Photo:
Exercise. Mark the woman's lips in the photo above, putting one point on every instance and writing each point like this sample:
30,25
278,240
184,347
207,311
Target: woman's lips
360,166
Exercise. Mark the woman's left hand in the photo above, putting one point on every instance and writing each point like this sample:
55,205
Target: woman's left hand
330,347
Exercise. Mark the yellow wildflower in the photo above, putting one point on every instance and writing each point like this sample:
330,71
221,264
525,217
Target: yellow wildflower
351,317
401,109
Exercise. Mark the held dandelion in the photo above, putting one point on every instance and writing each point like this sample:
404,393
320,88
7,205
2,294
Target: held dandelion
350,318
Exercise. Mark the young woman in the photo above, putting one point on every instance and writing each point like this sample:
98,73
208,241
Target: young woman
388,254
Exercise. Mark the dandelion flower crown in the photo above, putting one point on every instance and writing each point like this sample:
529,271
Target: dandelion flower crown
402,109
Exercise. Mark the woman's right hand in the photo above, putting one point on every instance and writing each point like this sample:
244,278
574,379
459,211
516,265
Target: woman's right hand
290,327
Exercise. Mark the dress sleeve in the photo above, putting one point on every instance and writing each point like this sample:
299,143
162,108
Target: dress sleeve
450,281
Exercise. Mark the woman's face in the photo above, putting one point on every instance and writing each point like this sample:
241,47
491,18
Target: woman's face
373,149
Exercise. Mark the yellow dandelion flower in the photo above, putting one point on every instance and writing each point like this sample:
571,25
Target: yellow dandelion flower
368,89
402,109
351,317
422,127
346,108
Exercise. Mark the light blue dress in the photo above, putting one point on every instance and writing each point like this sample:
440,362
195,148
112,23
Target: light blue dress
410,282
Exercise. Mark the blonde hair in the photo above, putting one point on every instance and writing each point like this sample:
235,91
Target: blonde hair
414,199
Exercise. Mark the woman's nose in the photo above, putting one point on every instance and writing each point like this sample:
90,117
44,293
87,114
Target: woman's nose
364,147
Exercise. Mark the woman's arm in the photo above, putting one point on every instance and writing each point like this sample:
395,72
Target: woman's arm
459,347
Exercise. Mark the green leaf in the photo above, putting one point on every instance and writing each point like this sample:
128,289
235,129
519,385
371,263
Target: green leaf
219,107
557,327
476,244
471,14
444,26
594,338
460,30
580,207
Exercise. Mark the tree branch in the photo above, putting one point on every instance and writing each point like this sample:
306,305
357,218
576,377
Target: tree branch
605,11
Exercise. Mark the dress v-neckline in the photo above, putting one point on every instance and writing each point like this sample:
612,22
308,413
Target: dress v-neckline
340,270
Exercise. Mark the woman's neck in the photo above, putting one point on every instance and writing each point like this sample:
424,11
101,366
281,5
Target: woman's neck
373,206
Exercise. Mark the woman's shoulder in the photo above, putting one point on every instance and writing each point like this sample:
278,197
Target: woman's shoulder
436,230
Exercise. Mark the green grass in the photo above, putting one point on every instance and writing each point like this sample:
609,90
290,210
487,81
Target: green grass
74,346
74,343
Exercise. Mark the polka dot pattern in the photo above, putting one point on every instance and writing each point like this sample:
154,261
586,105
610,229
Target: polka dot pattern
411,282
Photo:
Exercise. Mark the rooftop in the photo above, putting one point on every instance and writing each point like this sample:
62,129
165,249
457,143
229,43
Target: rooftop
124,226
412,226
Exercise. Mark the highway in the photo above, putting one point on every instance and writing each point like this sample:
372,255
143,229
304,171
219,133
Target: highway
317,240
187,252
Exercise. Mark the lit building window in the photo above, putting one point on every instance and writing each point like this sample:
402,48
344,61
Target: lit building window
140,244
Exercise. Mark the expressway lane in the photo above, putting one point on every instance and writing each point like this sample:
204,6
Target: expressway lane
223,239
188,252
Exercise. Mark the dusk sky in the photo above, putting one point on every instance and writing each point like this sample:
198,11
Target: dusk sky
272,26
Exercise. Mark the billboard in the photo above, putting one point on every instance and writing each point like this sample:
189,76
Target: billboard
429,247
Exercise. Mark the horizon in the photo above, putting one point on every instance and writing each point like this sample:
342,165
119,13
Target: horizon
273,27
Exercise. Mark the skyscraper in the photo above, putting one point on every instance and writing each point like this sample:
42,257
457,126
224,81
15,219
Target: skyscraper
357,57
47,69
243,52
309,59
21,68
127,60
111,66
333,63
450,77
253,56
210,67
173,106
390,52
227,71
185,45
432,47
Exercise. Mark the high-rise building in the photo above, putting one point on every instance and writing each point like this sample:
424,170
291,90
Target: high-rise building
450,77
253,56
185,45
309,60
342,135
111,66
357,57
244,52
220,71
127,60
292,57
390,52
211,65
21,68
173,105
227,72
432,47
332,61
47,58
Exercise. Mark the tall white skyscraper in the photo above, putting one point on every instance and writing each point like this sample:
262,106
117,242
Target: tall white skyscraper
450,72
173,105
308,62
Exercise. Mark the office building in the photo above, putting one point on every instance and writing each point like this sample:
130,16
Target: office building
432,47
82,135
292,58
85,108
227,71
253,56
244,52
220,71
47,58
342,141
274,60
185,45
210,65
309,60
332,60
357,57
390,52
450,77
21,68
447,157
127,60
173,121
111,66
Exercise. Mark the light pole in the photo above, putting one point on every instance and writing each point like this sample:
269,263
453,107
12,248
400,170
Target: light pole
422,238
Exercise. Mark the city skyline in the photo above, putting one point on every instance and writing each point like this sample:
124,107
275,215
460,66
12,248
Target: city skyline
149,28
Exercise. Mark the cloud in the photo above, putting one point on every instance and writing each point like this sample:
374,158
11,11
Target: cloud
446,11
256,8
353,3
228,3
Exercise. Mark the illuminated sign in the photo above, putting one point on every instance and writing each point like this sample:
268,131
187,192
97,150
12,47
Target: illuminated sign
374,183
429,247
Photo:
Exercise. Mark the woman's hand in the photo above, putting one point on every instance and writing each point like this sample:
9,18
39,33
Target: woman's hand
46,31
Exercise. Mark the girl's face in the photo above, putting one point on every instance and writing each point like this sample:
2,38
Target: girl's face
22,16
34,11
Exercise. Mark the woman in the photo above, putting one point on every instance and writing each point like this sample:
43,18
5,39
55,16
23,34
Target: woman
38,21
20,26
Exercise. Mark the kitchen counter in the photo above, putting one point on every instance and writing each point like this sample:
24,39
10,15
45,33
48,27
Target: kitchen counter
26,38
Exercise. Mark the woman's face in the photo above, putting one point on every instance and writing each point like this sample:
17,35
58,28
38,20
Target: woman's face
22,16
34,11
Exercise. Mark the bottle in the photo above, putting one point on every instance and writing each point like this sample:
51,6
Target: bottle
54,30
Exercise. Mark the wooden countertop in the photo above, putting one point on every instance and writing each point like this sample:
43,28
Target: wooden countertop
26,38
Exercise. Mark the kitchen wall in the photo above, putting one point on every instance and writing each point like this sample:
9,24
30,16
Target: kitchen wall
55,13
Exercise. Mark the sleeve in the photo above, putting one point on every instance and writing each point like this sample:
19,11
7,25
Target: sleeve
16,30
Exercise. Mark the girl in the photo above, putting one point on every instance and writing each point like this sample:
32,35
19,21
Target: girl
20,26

=== Prompt ===
Copy all the records above exactly, missing none.

=== The solution ===
Photo:
Exercise. Mark the woman's lips in the photo above, putting one point on every instance and writing each point like this sample:
30,25
278,240
184,347
207,311
Target: woman's lips
360,166
Exercise. Mark the woman's left hand in the photo above, putting one point on every instance and writing each point like this sample:
55,205
Target: woman's left hand
330,347
Exercise. Mark the yellow wildflower in the photo above, putting one point on every instance and writing each point like this sample:
330,71
221,264
525,217
Target: yellow wildflower
351,317
401,109
Exercise. Mark the held dandelion in the photo above, putting one point on every instance and writing each point like this sample:
404,393
320,88
7,205
2,294
Target: held dandelion
350,318
Exercise. Mark the young woman in the photo above, putting one point on every instance and writing each point like this sample:
98,73
208,241
Target: young woman
388,254
Exercise. Mark the dandelion flower crown in the photo above, putting one point on every instance and writing each point like this sample:
529,271
Target: dandelion flower crown
402,109
Exercise. Mark the woman's right hand in the photo above, putting one point on every instance and writing each point like this sample:
244,278
574,379
459,211
516,265
Target: woman's right hand
290,327
Exercise. Mark the dress sleeve in the photo above, putting one point on every instance and writing each point like this sample:
299,143
162,108
Target: dress sleeve
450,281
Exercise. Mark the woman's face in the photo above, putting one point on every instance and writing each point like this sample:
241,47
491,18
Target: woman's face
373,149
Exercise. Mark the yellow dandelion flower in the photo above, putting one point on every instance and writing each point like this sample:
571,25
Target: yellow dandelion flower
368,89
402,109
351,317
422,127
346,108
Exercise. Mark the light blue dress in the photo above, putting one point on every instance and writing each point like this sample:
440,362
195,148
112,23
Target: light blue dress
410,282
Exercise. Mark the blonde hair in the photo above, putting one point on every instance and writing each point like this sample:
235,91
Target: blonde hair
414,199
Exercise. Mark the woman's nose in the photo above, putting one point on every instance and writing each point like this sample:
90,117
44,293
87,114
Target: woman's nose
364,147
Exercise. Mark the woman's arm in the photo above, putting one point on every instance and writing each point like this sample:
395,72
Target: woman's arm
459,347
Exercise. Mark the green leaf in the photo above, putting one point on every instance and writing each point like this sample:
128,289
235,129
519,385
371,263
Target: green leaf
219,107
557,327
476,244
471,14
444,26
594,338
460,30
580,207
Exercise. Mark the tree branch in the photo above, putting one point on every instance and writing each point like this sample:
306,305
357,218
576,377
Target: tree branch
605,11
Exercise. Mark the dress v-neckline in the photo above, putting one point on every instance and writing each point like this sample:
612,22
308,413
Target: dress v-neckline
340,270
Exercise. Mark the woman's neck in the photo above, putting one point on every instance and writing each point like this sample:
424,11
101,366
281,5
Target: woman's neck
373,206
Exercise. Mark the woman's shoulder in the photo above, putting one point on every instance and writing each point like this sample:
278,197
Target: woman's shoulder
436,230
Exercise. Mark the green grass in the photo above, putting one point on every instance and writing each point like this sample:
609,90
290,210
487,81
Target: green grass
74,346
74,343
Exercise. Mark the polka dot pattern in the photo above, putting one point on every instance and writing each point like this sample:
154,261
586,105
610,229
Target: polka dot pattern
411,282
Photo:
Exercise. Mark the rooftop in the photo above, putting one point on every instance and writing each point like this sample:
62,129
165,249
457,143
229,43
Target: rooftop
124,226
412,226
Exercise. Mark the highway in the photo above, putting one point on every instance and writing each point like this sample:
372,255
143,229
304,171
219,133
Target: highway
317,240
187,252
Exercise. Mark the lit building window in the photo above, putting one point on every instance and writing each point like this sample:
402,48
344,61
Target: lit building window
140,244
Exercise. Mark the expressway lane in the photo above, putting one point on every instance and writing each point like this sample:
204,6
Target: expressway lane
223,239
188,252
Exercise. Mark the dusk sky in the photo above, putting one point on every instance and writing each point like this sample:
198,11
Target: dusk sky
272,26
Exercise. Mark the billboard in the photo above, putting one point on every instance and writing each point like this sample:
189,76
Target: billboard
429,247
Exercise. Mark the horizon in the photo above, putting one point on every instance and writing each point like this sample:
342,165
119,13
Target: horizon
273,27
Exercise. Mark the skyscraper in the photo above, putting one point on every instance and writing each point like this sample:
42,257
457,126
224,81
15,219
Target: skyscraper
357,57
47,69
243,52
309,59
21,68
127,60
111,66
333,63
450,77
253,56
210,67
173,106
390,52
227,71
185,45
432,47
Exercise. Mark the high-rise building in the photo above, putting one point on every instance and writing each point like this sample:
424,170
291,90
Target: high-rise building
450,77
253,56
185,45
309,60
342,135
111,66
357,57
244,52
220,71
127,60
292,57
390,52
211,65
21,68
173,105
227,72
432,47
332,61
47,58
Exercise. Mark the tall white skyscraper in the photo above, putting one point on every instance and writing each point like this sample:
262,106
117,242
Target: tall white skyscraper
450,72
173,105
308,62
Exercise. Mark the office building in the photo above, putting one point on every instance and writing each point like this sample:
130,16
Target: office building
432,47
82,135
292,58
85,108
227,71
253,56
244,52
220,71
47,58
342,141
274,60
185,45
210,65
309,60
332,60
357,57
390,52
450,77
21,68
447,157
127,60
173,121
111,66
Exercise. Mark the light pole in the photo above, putting one point on every instance and writing each point like this sample:
269,263
453,107
12,248
400,170
Target: light pole
422,238
Exercise. Mark the city skyline in the photo above, putting one point on every instance and writing each point like this sample:
124,107
275,215
460,66
12,248
Target: city skyline
149,28
Exercise. Mark the cloud in the photo above, putting one point on every instance and writing each point like this sample:
374,158
11,11
Target: cloud
446,11
256,8
353,3
228,3
Exercise. Mark the illuminated sign in the photo above, putting one point on every instance and writing each point like this sample:
268,131
187,192
97,150
12,47
Target: illuminated sign
374,183
429,247
Photo:
Exercise. Mark the woman's hand in the photo above, putting one point on every instance and writing each point like this sample:
9,18
39,33
Target: woman's hand
46,31
Exercise. Mark the girl's face in the photo above, putting one point on every instance and writing each point like this sample:
2,38
Target: girl's face
22,16
34,11
Exercise. Mark the woman in the photo above, putting one point on every instance and writing each point like this sample:
43,18
5,39
55,16
23,34
Target: woman
38,21
20,26
Exercise. Mark the kitchen counter in the photo above, putting one point on every instance and writing each point like this sample:
24,39
10,15
45,33
48,27
Target: kitchen counter
26,38
Exercise. Mark the woman's face in the photo above, putting one point on every instance and writing each point like this sample:
17,35
58,28
38,20
Target: woman's face
22,16
34,11
Exercise. Mark the bottle in the photo above, putting one point on every instance and writing each point like this sample:
51,6
Target: bottle
54,30
Exercise. Mark the wooden countertop in the photo above, putting one point on every instance and writing each point like this sample:
43,28
Target: wooden countertop
26,38
Exercise. Mark the kitchen wall in the photo above, putting one point on every instance and writing each point like this sample:
9,24
30,16
Target: kitchen wall
55,13
Exercise. Mark the sleeve in the photo above, putting one point on every instance and writing each point like this sample:
19,11
7,25
Target: sleeve
16,30
Exercise. Mark the girl in the photo above, putting one point on every instance and writing each point like this sample:
32,35
19,21
Target: girl
20,26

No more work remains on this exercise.